--- FRAGMENT DOKUMENTU ---

15 osób, które chciały po prostu dojechać do pracy, ale przeżyły niezapomnianą przygodę

Ludzie
4 miesiące temu
15 osób, które chciały po prostu dojechać do pracy, ale przeżyły niezapomnianą przygodę

Większość z nas spotkała kiedyś w różnych środkach komunikacji irytujących albo oryginalnych współpasażerów. Przeczytajcie zabawne historie ludzi, którzy chcieli po prostu dotrzeć do miejsca pracy, ale po drodze napotkali tak dziwnych ludzi, że nie potrafią o tym zapomnieć.

W artykule wykorzystano obraz stworzony przez sztuczną inteligencję.

  • Siedziałam w autobusie, spotkałam mojego byłego. Uśmiechnął się do mnie. Zignorowałam go, ale i tak usiadł przy mnie. A potem wyjął z kieszeni pierścionek. Byłam w szoku, ale on bez zażenowania powiedział: „To pierścionek dla mojej nowej dziewczyny. Jesteśmy razem od roku. Podoba ci się?”. Wkurzona odpowiedziałam: „Wiesz, zawsze bardziej mi się podobałeś, kiedy nic nie mówiłeś”.

--- DOSTARCZONE WPISY ---

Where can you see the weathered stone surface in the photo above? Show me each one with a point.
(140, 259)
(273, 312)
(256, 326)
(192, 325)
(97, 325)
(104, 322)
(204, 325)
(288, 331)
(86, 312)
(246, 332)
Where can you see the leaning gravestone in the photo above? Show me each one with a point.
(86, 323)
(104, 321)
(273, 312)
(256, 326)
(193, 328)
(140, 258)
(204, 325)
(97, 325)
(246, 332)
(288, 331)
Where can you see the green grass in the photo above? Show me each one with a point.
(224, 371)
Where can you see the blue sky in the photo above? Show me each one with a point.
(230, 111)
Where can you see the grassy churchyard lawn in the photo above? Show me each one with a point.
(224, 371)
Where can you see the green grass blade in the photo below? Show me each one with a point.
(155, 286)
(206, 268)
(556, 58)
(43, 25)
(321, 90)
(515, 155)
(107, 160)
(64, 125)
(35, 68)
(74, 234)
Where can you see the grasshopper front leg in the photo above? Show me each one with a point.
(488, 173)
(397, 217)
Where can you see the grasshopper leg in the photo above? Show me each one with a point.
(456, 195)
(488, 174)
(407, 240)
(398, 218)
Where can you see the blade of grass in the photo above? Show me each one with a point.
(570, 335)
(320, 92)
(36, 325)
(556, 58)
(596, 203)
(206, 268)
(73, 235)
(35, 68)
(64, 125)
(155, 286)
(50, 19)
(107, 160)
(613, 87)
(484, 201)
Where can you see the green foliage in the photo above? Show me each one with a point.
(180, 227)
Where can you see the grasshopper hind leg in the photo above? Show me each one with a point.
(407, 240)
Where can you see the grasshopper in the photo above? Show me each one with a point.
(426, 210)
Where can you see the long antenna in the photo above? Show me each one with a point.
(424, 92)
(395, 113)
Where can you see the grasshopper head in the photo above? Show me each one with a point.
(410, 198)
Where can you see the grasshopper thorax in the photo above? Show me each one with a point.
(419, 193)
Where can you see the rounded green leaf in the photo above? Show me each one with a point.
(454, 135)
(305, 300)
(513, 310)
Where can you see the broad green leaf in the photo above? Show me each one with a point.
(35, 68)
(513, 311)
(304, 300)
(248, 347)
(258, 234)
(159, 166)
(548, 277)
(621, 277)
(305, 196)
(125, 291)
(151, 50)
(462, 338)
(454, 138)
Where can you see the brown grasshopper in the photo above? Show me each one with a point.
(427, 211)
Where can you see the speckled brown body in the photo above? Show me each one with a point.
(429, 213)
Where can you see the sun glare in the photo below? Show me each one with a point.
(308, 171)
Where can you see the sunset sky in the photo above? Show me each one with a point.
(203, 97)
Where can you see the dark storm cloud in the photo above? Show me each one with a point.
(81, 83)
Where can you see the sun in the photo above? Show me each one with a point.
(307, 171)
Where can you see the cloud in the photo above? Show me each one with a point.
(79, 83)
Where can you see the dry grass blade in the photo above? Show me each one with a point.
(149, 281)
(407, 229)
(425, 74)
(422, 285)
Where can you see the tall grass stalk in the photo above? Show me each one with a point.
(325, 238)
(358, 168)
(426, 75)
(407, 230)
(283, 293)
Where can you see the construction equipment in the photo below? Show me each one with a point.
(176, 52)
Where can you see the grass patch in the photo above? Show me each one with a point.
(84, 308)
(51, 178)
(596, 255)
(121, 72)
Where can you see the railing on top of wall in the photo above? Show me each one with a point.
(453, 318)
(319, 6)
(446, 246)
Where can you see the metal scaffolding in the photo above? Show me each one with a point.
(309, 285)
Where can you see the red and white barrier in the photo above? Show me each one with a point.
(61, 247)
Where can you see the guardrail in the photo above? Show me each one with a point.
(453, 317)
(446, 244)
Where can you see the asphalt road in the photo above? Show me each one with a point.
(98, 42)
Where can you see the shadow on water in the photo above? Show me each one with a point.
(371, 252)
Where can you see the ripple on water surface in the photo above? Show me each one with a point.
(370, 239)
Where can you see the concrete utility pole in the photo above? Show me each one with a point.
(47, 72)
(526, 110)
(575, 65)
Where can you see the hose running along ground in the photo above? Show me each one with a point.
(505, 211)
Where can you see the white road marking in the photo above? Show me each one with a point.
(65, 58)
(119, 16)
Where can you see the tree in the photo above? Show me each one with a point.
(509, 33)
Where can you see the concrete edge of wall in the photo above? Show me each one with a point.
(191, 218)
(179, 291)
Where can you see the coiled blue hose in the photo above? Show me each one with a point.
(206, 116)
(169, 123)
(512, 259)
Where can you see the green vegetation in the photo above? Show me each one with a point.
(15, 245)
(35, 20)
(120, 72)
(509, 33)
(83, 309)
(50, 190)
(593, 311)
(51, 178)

---

• _POLECENIE_:
Przepisz wiernie fragment tekstu o dziwnych współpasażerach w drodze do pracy, od „Większość z nas spotkała” do „przez sztuczną inteligencję.”.

• _WYNIK ZADANIA_:
Większość z nas spotkała kiedyś w różnych środkach komunikacji irytujących albo oryginalnych współpasażerów. Przeczytajcie zabawne historie ludzi, którzy chcieli po prostu dotrzeć do miejsca pracy, ale po drodze napotkali tak dziwnych ludzi, że nie potrafią o tym zapomnieć.

W artykule wykorzystano obraz stworzony przez sztuczną inteligencję.